Documento:

---

2.2 La formulazione dell’immagine d’Egitto a Roma: i ‘marcatori nilotici’

Ben nota è la fascinazione per la terra egiziana nelle civiltà greca e romana, così come la cruciale importanza del fiume che la attraversa. Nell’Odissea, infatti, lo stesso termine ‘Egitto’ indica sia il paese sia il fiume, rendendo ancora più tangibile la coincidenza dei due elementi[2]. Successivamente, lo storico Erodoto affermerà che «L’Egitto è dono del Nilo» (Hom. Od. 14, 257-258; Hdt. 2, 5, 1). La terra d’Egitto corrisponde pertanto al fiume che la bagna: è allo stesso tempo parte integrante e derivazione diretta del Nilo. Questo legame indissolubile conduce verso una formulazione iconografica in cui la rappresentazione del territorio egiziano è fortemente connessa al corso d’acqua che lo contraddistingue, specialmente durante il momento della sua piena.

---

Dati forniti:
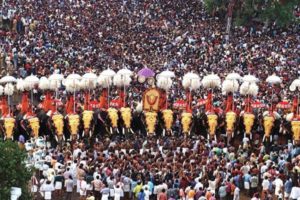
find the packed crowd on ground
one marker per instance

---

Compiti da svolgere:
1. Trascrivi il passo del documento sull'Egitto e il Nilo da "2.2 La formulazione" fino a "della sua piena." compreso.
2. Scrivi il seguito del documento sull'Egitto e il Nilo, riprendendo subito dopo la sua ultima frase.
I dati sono materiale a sé, distinto dal documento.

Elenco risposte:
1.
2.2 La formulazione dell’immagine d’Egitto a Roma: i ‘marcatori nilotici’

Ben nota è la fascinazione per la terra egiziana nelle civiltà greca e romana, così come la cruciale importanza del fiume che la attraversa. Nell’Odissea, infatti, lo stesso termine ‘Egitto’ indica sia il paese sia il fiume, rendendo ancora più tangibile la coincidenza dei due elementi[2]. Successivamente, lo storico Erodoto affermerà che «L’Egitto è dono del Nilo» (Hom. Od. 14, 257-258; Hdt. 2, 5, 1). La terra d’Egitto corrisponde pertanto al fiume che la bagna: è allo stesso tempo parte integrante e derivazione diretta del Nilo. Questo legame indissolubile conduce verso una formulazione iconografica in cui la rappresentazione del territorio egiziano è fortemente connessa al corso d’acqua che lo contraddistingue, specialmente durante il momento della sua piena.

2.
Prima di avanzare nell’analisi precipua delle immagini nilotiche, risulta però fondamentale mettere in luce il fatto che l’esistenza di rapporti tra Roma e l’Egitto tolemaico risulti attestata sin dal 273 a. C. come testimoniato nel riassunto del perduto libro XIV di Tito Livio: cum Ptolomaeo, Aegypti regi, societas iuncta est. La data precisa si ritrova in un altro autore tardo, che dipende da Livio, ossia Eutropio: «C. Fabricio Luscino et C. Claudio Cinna coss., anno urbis conditae CCCCLXI, legati Alexandrini, a Ptolemaeo missi, Romam venere, et a Romanis amicitiam, quam petierant, obtinuerunt» (Evtr. 2.15). Questo trattato di amicitia, che permise l’avvio di contatti sempre più intensi tra l’Egitto e la Repubblica, costituisce la premessa indispensabile per chiarire la storia dei rapporti politici, economici e culturali tra il mondo tolemaico e quello romano (Bellucci, 2021, pp. 3-44; Coarelli, 2019, pp. 105-128).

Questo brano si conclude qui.